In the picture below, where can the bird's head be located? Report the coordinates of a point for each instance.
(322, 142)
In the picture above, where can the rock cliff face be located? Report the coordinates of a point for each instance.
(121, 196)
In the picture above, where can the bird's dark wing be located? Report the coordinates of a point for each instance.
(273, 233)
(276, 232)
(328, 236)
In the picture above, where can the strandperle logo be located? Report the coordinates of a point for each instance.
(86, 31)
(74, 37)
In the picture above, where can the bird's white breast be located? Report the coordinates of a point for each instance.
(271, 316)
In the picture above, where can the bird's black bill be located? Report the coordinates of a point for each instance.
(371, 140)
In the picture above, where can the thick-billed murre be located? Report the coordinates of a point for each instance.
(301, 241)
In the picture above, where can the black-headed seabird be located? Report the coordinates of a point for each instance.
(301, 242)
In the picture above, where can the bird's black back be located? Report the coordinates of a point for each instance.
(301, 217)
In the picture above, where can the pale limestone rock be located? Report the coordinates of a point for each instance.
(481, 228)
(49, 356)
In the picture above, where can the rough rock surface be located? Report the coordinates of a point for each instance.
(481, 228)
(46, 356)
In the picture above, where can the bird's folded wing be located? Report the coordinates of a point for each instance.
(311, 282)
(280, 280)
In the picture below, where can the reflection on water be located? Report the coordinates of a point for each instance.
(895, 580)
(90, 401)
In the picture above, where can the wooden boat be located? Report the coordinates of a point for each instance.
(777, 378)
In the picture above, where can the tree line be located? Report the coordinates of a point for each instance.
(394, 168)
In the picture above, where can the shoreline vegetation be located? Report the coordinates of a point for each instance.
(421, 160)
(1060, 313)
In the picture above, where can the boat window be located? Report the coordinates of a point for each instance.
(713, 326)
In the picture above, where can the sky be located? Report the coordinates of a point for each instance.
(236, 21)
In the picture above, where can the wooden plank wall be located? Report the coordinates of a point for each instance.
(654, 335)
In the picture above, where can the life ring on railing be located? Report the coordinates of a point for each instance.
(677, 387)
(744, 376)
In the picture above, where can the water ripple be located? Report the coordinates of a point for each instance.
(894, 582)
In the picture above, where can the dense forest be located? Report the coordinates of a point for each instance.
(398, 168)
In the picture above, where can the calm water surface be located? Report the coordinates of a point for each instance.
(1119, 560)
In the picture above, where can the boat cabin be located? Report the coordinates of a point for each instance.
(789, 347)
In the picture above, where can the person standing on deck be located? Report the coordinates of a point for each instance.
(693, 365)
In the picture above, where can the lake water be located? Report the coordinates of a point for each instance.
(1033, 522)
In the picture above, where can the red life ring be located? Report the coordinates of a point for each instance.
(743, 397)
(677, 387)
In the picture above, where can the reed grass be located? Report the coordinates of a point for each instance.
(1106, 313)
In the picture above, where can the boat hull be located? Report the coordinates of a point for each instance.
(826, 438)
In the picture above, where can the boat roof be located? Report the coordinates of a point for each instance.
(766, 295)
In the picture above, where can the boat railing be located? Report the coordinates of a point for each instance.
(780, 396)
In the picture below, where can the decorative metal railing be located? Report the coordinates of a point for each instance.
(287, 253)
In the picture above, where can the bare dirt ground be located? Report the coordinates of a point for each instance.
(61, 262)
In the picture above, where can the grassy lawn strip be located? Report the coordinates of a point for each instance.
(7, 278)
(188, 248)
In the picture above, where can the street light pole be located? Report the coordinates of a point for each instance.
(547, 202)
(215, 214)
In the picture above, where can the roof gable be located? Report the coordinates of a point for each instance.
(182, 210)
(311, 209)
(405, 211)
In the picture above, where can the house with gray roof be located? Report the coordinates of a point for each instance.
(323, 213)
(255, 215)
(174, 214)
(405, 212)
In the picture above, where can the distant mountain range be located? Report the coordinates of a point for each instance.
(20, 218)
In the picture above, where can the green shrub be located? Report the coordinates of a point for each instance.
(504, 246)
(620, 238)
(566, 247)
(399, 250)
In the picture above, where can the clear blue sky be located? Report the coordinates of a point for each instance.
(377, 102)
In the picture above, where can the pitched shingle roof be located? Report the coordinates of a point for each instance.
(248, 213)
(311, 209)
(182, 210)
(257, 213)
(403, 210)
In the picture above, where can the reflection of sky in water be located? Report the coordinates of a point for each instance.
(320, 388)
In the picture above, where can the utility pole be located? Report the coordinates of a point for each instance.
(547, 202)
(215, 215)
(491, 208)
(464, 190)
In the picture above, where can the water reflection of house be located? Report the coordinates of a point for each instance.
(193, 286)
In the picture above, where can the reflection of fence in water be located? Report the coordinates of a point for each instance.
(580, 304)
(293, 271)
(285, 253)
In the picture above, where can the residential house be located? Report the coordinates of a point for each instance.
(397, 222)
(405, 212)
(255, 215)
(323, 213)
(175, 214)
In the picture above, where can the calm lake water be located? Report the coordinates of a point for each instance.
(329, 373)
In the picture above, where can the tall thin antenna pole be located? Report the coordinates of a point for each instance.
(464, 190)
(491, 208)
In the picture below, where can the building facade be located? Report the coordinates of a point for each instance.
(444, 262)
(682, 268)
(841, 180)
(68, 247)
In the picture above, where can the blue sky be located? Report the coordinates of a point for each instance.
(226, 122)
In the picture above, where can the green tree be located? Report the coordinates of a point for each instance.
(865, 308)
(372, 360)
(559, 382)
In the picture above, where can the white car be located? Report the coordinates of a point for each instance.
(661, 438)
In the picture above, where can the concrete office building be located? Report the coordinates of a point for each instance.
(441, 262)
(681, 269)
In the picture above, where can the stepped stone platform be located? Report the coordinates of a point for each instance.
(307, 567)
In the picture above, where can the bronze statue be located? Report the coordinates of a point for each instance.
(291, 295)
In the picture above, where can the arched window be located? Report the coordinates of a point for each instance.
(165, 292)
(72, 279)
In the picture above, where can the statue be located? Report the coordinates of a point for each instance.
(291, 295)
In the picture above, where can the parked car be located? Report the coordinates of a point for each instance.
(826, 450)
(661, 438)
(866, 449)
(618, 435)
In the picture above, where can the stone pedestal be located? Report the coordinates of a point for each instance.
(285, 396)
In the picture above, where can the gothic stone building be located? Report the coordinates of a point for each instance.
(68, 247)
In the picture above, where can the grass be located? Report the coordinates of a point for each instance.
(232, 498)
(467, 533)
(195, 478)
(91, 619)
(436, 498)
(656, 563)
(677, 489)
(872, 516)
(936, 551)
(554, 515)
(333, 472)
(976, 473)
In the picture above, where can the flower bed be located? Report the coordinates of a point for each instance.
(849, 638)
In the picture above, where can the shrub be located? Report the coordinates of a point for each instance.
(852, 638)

SET TASK:
Rewrite the whole listing above, changing "for each instance" to "for every instance" wherever it occurs and leaving every other line and word unchanged.

COMPLETE OUTPUT:
In the picture below, where can the bird's head be located? Report the coordinates of a point for every instance.
(322, 142)
In the picture above, where can the rock cliff face be located? Report the coordinates of a point for every instance.
(121, 196)
In the picture above, where can the bird's dark wing be located? Report the coordinates of a point for every instance.
(273, 233)
(276, 232)
(328, 236)
In the picture above, where can the strandperle logo be located? Report the coordinates of a point for every instance.
(86, 31)
(74, 37)
In the picture above, where can the bird's white breast be located? Report the coordinates of a point for every instance.
(271, 316)
In the picture above, where can the bird's black bill be located? Report the coordinates of a point for every instance.
(371, 140)
In the picture above, where can the thick-billed murre be located? Report the coordinates of a point for every instance.
(301, 241)
In the picture above, where can the black-headed seabird be located? Report the coordinates of a point for every instance.
(301, 242)
In the picture above, where can the bird's black back be located? Report the coordinates of a point for every instance.
(301, 217)
In the picture above, where can the pale limestone rock be located? Report the coordinates of a point for every instance.
(481, 228)
(49, 356)
In the picture above, where can the rough rock surface be located? Report the coordinates of a point for every instance.
(481, 228)
(46, 356)
In the picture above, where can the bird's folded wing be located? Report the coordinates of a point for every instance.
(311, 282)
(280, 280)
In the picture below, where can the reflection on water be located? Report the coordinates of a point for every instance.
(895, 580)
(90, 401)
In the picture above, where can the wooden boat be located? Report the coordinates of a point for every instance.
(777, 378)
In the picture above, where can the tree line be located? Report the coordinates of a point for every instance.
(394, 168)
In the picture above, where can the shoreline vegetation be located? Report the coordinates of a point for every instance.
(421, 160)
(1060, 313)
In the picture above, where can the boat window be located? Report the coordinates of a point for every instance.
(713, 326)
In the picture above, where can the sky be located? Report the coordinates of a point for every instance.
(236, 21)
In the picture above, where can the wooden plank wall be located? Report the coordinates of a point for every instance.
(654, 335)
In the picture above, where can the life ring on railing be located? Report the coordinates of a point for every instance.
(677, 387)
(744, 376)
In the picture above, where can the water ripple be located? Report the coordinates of a point for every instance.
(894, 582)
In the picture above, where can the dense forest be located? Report the coordinates of a point for every instance.
(398, 168)
In the picture above, where can the calm water surface be located? Report the coordinates of a point for every instance.
(1119, 560)
In the picture above, where can the boat cabin be located? Report the coordinates of a point for every instance.
(789, 347)
In the picture above, where can the person standing on deck be located? Report the coordinates of a point for every instance.
(693, 365)
In the picture above, where can the lake water be located? Report the coordinates of a point for every instance.
(1033, 522)
In the picture above, where can the red life ring be located? Report the coordinates of a point for every instance.
(743, 397)
(677, 387)
In the picture above, where can the reed grass be located? Report the coordinates of a point for every instance.
(1106, 313)
In the picture above, where can the boat hull be located? Report the coordinates of a point for every instance.
(826, 438)
In the picture above, where can the boat roof be located? Report the coordinates of a point for every instance.
(766, 295)
In the picture above, where can the boat railing be located? Report the coordinates of a point for every instance.
(780, 396)
In the picture below, where can the decorative metal railing be located? Report the coordinates of a point for every instance.
(287, 253)
In the picture above, where can the bare dirt ground be located? Report the coordinates of a point for every instance.
(61, 262)
In the picture above, where can the grassy lawn strip be located? Report the coordinates of a point for every instance.
(7, 278)
(188, 248)
In the picture above, where can the street light pole be located? Report the coordinates of a point for every instance.
(547, 202)
(215, 214)
In the picture above, where can the roof gable be located? Report the coordinates of a point for every instance.
(182, 210)
(311, 209)
(405, 211)
In the picture above, where can the house with gray roof be located? Report the coordinates of a point for every instance.
(323, 213)
(255, 215)
(174, 214)
(405, 212)
In the picture above, where can the distant mountain range be located? Report the coordinates of a point for every instance.
(20, 218)
In the picture above, where can the green shrub be located? Report the coordinates of a point for every instance.
(504, 246)
(620, 238)
(566, 247)
(399, 250)
In the picture above, where can the clear blue sky be located? Report the coordinates of a point for every instance.
(377, 102)
In the picture above, where can the pitched shingle roof be located? Report the coordinates of a point for every instance.
(248, 213)
(311, 209)
(182, 210)
(257, 213)
(403, 210)
In the picture above, where can the reflection of sky in water be located? Report the coordinates of a point for every instance.
(320, 388)
In the picture above, where can the utility pole be located? Report the coordinates of a point for every instance.
(547, 202)
(215, 215)
(491, 208)
(464, 190)
In the picture above, where can the water reflection of house be located? Report the coordinates of a point for every instance.
(193, 286)
In the picture above, where can the reflection of fence in water be located? Report the coordinates of a point for every instance.
(580, 304)
(293, 271)
(285, 253)
In the picture above, where can the residential house be located? Report the coordinates of a point for every instance.
(397, 222)
(405, 212)
(255, 215)
(323, 213)
(175, 214)
In the picture above, where can the calm lake water be located? Report the coordinates of a point for every instance.
(329, 373)
In the picture above, where can the tall thin antenna pole be located? Report the coordinates of a point for every instance.
(464, 190)
(491, 208)
In the picture below, where can the building facade be located? Report the coordinates of a point for every instance.
(444, 262)
(682, 268)
(841, 180)
(68, 247)
In the picture above, where can the blue sky be located? Report the coordinates of a point for every instance.
(226, 122)
In the picture above, where can the green tree be located? Report the coordinates of a point for every instance.
(865, 308)
(372, 360)
(559, 382)
In the picture above, where can the white car be located? Report the coordinates of a point for every instance.
(661, 438)
In the picture above, where can the concrete office building be located? Report the coordinates of a point for every instance.
(441, 262)
(681, 269)
In the picture above, where can the stepped stone platform be located? Report the coordinates of a point for every instance.
(307, 567)
In the picture above, where can the bronze statue be located? Report the coordinates of a point for every instance.
(291, 295)
In the picture above, where can the arched window be located? Report the coordinates of a point for every instance.
(165, 292)
(72, 279)
In the picture above, where can the statue be located? Report the coordinates of a point for every instance.
(291, 295)
In the picture above, where can the parked car be located? Report the coordinates of a point for every instance.
(826, 450)
(661, 438)
(866, 449)
(618, 435)
In the picture above, where can the stone pedestal be located? Report the coordinates of a point for every instance.
(285, 396)
In the picture above, where can the gothic stone building be located? Report the coordinates of a point for every instance.
(68, 247)
In the picture above, where can the grass be located? Report the coordinates of a point for every instance.
(232, 498)
(467, 533)
(195, 478)
(91, 619)
(436, 498)
(656, 563)
(677, 489)
(872, 516)
(936, 551)
(554, 515)
(333, 472)
(976, 473)
In the picture above, where can the flower bed be located? Report the coordinates of a point for every instance.
(849, 638)
In the picture above, where can the shrub be located? Report the coordinates of a point for every instance.
(852, 638)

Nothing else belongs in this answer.